• _Items listed in a dataset_
☆ ☆ ☆
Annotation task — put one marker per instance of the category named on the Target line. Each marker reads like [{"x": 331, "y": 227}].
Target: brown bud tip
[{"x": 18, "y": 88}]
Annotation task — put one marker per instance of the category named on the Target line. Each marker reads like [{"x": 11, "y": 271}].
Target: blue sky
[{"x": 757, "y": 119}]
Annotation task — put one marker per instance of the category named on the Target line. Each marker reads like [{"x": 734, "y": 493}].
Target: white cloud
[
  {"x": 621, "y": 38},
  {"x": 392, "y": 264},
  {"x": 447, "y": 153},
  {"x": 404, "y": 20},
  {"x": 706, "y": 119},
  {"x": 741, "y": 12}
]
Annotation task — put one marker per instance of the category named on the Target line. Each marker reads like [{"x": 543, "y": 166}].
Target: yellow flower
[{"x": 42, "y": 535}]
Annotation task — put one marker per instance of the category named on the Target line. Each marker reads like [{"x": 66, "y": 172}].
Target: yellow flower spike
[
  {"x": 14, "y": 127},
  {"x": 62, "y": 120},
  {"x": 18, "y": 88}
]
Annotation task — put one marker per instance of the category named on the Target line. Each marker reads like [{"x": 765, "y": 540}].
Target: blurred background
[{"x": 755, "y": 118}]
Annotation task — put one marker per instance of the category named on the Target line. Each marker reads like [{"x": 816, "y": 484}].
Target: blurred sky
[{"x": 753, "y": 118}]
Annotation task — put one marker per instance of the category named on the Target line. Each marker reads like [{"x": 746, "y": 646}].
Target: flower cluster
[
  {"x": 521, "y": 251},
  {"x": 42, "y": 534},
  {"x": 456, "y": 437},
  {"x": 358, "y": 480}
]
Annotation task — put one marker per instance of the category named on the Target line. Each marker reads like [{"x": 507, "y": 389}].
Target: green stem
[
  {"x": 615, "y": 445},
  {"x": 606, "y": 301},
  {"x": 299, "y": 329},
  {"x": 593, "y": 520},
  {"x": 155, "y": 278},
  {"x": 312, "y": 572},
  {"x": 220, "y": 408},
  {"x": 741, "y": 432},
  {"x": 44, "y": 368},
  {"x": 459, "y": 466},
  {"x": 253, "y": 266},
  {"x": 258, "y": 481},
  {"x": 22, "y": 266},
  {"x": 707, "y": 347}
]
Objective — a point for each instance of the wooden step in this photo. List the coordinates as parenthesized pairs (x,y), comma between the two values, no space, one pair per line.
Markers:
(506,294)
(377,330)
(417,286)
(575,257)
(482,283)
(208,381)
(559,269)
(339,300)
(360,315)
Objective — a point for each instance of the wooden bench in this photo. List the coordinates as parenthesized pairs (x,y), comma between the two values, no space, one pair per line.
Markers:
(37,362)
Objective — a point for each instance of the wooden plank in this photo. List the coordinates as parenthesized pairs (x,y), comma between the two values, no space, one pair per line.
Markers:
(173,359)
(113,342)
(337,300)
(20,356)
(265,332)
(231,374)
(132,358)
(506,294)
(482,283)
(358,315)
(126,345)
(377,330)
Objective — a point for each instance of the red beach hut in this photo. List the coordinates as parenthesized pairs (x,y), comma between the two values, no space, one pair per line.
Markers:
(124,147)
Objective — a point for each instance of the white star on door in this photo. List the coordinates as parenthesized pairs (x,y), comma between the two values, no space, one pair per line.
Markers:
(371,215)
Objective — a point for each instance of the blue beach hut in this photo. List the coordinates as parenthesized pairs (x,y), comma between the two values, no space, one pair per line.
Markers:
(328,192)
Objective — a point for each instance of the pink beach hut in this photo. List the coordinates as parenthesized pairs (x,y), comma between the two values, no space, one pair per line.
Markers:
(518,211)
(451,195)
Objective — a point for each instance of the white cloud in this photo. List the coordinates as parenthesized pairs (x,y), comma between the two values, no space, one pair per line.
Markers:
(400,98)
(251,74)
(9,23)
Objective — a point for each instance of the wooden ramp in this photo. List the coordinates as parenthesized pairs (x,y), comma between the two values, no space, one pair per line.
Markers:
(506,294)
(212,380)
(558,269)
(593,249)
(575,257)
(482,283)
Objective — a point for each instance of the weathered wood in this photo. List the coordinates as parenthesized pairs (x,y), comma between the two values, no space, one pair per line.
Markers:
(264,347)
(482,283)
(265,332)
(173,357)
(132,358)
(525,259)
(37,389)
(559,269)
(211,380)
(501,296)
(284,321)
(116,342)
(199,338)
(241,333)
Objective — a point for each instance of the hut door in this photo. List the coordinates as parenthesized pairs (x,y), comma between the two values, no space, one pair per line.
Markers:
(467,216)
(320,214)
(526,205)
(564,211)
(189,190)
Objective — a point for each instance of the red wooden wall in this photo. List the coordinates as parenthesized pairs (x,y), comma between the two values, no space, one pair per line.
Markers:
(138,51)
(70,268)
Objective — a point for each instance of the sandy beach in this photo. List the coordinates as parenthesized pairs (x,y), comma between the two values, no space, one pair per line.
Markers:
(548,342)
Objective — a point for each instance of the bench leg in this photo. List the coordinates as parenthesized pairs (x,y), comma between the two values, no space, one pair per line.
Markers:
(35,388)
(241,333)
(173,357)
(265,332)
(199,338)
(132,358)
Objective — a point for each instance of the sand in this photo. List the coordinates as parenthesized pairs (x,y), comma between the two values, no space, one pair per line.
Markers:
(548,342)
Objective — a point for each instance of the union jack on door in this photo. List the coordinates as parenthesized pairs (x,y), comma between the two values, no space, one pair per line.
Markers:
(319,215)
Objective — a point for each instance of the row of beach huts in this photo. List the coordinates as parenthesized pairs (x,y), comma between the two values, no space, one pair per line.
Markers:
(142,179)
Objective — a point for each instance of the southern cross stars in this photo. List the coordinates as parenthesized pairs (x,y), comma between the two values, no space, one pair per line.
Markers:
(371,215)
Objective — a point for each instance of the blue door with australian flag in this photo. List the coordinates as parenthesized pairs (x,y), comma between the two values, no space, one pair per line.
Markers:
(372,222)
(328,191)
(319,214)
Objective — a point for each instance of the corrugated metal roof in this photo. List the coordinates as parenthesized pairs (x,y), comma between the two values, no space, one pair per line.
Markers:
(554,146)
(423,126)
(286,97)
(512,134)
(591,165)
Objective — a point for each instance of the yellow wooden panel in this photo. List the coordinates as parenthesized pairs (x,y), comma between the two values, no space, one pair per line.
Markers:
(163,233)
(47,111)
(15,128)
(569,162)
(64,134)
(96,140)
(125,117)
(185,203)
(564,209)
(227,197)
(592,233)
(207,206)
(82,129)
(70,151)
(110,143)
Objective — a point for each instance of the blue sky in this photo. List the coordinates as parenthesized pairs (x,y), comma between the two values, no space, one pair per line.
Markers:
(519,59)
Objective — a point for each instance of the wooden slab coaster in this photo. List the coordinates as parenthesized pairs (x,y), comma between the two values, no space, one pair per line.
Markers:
☆ ☆ ☆
• _Task brief_
Only lines with the word "bench" are wanted, so copy each one from the records.

• _Expected answer_
Objective — a point for each instance of the wooden bench in this photo. List the coordinates as parenthesized pairs (x,y), comma between the two values, no space, one pair per line.
Objective — a point for each instance of the bench leg in this photo. List the coordinates as parenthesized pairs (x,y), comma between the two values, no space, one pair per line.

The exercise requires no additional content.